| What you need to do |
Repeat verbatim each line from the line with "Target = dandelion flower center" to the end of the entries. Pictures do not belong in the copy.

Records of labeled points

________________________

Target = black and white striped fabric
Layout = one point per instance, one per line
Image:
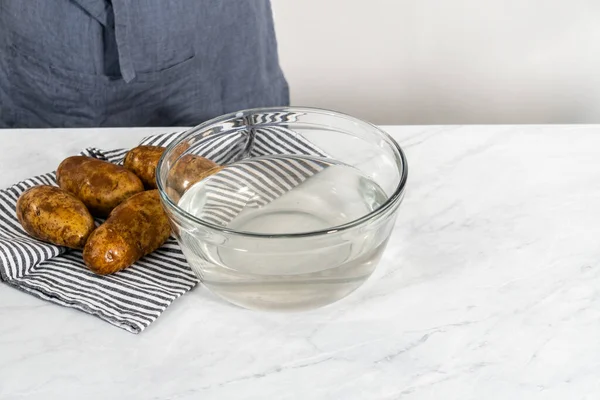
(133, 298)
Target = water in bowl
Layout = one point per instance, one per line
(298, 272)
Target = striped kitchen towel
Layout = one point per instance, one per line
(133, 298)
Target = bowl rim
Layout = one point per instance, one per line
(389, 203)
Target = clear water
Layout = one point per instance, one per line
(298, 273)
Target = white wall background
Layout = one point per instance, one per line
(444, 61)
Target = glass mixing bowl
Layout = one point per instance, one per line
(300, 212)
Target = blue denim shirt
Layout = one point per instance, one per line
(135, 62)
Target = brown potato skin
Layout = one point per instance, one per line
(54, 215)
(137, 227)
(142, 161)
(100, 185)
(188, 170)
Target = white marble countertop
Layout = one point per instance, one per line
(489, 289)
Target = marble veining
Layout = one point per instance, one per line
(489, 289)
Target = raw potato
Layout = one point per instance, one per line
(142, 161)
(54, 215)
(135, 228)
(99, 184)
(188, 170)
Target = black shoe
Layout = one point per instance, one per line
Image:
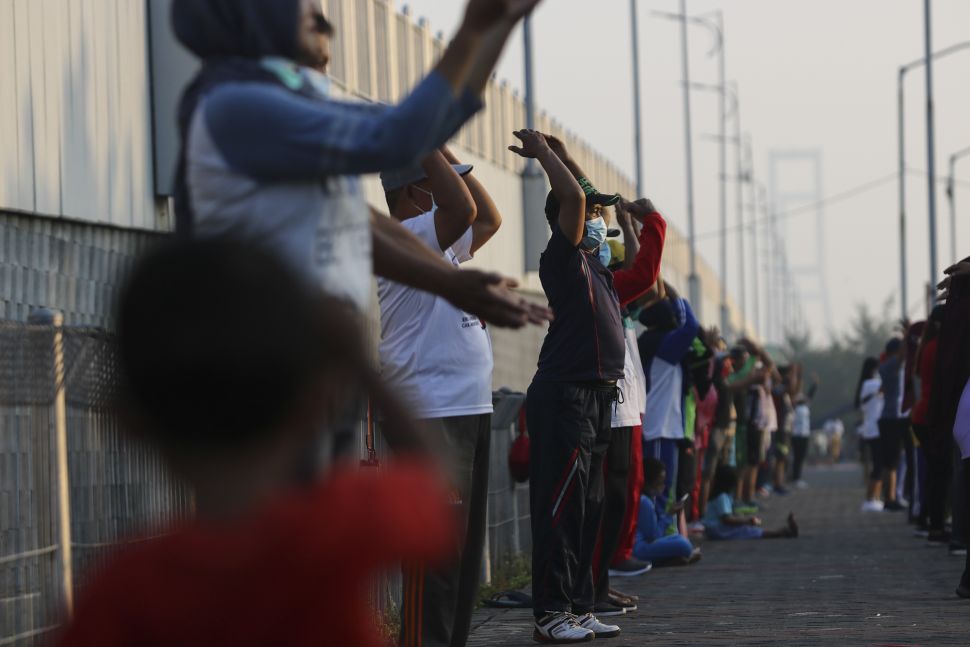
(630, 568)
(609, 609)
(627, 602)
(939, 537)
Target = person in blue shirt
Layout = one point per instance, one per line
(651, 543)
(720, 521)
(268, 156)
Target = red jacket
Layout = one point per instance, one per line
(634, 282)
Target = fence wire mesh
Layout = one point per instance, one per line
(118, 488)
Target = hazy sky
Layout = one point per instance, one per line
(813, 75)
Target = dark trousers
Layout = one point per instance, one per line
(939, 470)
(438, 604)
(686, 468)
(616, 471)
(909, 479)
(569, 426)
(800, 448)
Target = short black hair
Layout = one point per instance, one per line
(652, 469)
(218, 341)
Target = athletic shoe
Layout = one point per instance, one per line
(630, 568)
(609, 609)
(629, 597)
(560, 628)
(599, 629)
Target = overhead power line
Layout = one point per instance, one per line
(835, 198)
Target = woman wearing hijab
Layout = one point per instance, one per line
(268, 156)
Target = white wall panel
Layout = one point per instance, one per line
(75, 112)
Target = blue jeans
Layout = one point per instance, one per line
(664, 548)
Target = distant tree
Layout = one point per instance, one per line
(838, 364)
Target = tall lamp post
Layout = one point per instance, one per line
(716, 25)
(901, 99)
(930, 143)
(952, 197)
(637, 124)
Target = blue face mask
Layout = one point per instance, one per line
(595, 233)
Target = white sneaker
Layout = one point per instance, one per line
(561, 628)
(600, 630)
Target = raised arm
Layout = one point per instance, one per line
(489, 220)
(456, 209)
(572, 200)
(633, 282)
(402, 257)
(472, 54)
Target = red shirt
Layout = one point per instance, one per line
(296, 574)
(633, 283)
(927, 361)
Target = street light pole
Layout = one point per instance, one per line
(901, 98)
(637, 125)
(722, 81)
(930, 144)
(693, 280)
(952, 197)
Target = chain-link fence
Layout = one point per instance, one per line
(71, 485)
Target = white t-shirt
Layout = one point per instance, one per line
(871, 409)
(633, 386)
(802, 422)
(437, 358)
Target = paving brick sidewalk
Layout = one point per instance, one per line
(851, 579)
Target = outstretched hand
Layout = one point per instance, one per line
(960, 269)
(490, 297)
(638, 209)
(481, 15)
(533, 143)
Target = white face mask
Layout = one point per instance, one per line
(434, 205)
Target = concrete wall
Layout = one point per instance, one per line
(76, 120)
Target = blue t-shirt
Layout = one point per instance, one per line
(717, 508)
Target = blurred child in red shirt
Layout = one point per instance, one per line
(229, 364)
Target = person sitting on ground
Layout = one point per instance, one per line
(720, 521)
(229, 360)
(869, 400)
(651, 542)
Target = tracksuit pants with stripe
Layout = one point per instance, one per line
(438, 603)
(569, 426)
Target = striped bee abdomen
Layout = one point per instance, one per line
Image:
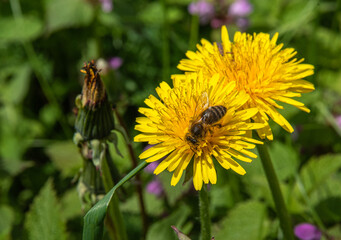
(213, 114)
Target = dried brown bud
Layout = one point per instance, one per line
(95, 119)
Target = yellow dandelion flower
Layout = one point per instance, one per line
(199, 120)
(263, 69)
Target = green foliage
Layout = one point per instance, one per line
(23, 29)
(44, 221)
(43, 45)
(245, 221)
(162, 229)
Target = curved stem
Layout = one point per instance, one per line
(122, 128)
(193, 39)
(284, 218)
(204, 214)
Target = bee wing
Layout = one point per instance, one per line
(205, 102)
(202, 103)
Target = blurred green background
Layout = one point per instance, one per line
(138, 44)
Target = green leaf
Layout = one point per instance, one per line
(93, 220)
(162, 229)
(43, 221)
(24, 29)
(67, 13)
(329, 210)
(16, 89)
(70, 204)
(65, 157)
(318, 170)
(285, 160)
(6, 221)
(119, 151)
(245, 221)
(153, 13)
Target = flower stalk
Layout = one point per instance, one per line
(282, 212)
(205, 220)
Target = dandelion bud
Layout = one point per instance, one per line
(94, 119)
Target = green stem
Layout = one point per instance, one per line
(284, 218)
(204, 214)
(193, 39)
(93, 220)
(165, 43)
(122, 128)
(114, 219)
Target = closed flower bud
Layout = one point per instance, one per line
(94, 119)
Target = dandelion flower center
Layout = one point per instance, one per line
(260, 67)
(196, 121)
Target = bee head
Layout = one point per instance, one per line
(191, 139)
(197, 130)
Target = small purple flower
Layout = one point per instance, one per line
(338, 120)
(107, 5)
(205, 10)
(115, 62)
(242, 23)
(240, 8)
(155, 188)
(307, 231)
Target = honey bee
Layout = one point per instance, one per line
(204, 121)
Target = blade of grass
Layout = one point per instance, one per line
(94, 219)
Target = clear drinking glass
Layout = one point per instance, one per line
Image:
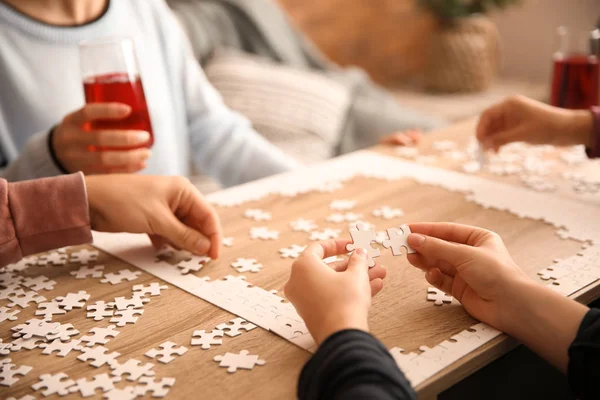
(576, 73)
(110, 74)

________________________

| Answer in full |
Target = dandelion flower center
Layout = one point per instance, one per line
(260, 67)
(196, 121)
Target = bee head
Layout = one point per instance, one per line
(191, 139)
(197, 130)
Target = small purple flower
Layout = one point per instance, one per line
(338, 120)
(107, 5)
(205, 10)
(115, 62)
(242, 23)
(240, 8)
(155, 188)
(307, 231)
Target = honey bee
Layout = one point per instance, one per line
(204, 121)
Target = blade of grass
Layout = one point per instance, one per line
(94, 219)
Target = clear drinking glass
Layout = one point per instance, one per line
Image:
(576, 73)
(110, 74)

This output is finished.